| Problem description |
For each line below that contains the word "linen", make a copy.

##### Task data #####

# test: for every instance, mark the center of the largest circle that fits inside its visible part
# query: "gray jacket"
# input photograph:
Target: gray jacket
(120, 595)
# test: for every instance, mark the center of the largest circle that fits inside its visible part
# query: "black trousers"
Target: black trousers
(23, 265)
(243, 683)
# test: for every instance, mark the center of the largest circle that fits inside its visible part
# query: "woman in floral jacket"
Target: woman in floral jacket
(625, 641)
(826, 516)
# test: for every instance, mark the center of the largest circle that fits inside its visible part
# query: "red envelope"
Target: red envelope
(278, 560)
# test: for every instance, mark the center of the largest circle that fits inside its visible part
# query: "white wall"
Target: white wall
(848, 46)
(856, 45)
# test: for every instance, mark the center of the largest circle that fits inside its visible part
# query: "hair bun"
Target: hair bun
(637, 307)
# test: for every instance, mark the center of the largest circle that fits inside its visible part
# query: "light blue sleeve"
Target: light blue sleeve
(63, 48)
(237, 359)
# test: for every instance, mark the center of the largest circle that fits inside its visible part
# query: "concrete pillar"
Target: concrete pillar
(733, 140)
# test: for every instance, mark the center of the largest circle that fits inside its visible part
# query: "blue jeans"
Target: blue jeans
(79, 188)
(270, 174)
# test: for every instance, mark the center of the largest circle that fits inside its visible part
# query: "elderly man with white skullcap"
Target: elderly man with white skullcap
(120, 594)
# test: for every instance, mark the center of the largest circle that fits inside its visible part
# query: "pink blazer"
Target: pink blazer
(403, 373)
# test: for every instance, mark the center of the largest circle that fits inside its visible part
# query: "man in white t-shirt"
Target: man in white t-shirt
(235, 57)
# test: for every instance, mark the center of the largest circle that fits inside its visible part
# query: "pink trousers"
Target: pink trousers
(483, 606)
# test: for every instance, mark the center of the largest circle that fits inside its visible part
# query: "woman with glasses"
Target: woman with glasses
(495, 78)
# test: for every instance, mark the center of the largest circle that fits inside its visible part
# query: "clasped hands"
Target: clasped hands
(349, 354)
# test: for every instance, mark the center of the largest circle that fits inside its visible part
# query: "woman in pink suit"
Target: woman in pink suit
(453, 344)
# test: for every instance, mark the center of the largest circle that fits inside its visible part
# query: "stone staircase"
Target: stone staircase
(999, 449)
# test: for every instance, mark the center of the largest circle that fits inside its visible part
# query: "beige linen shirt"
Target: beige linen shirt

#####

| Answer space |
# query: "beige linen shirt"
Target: beige linen shirt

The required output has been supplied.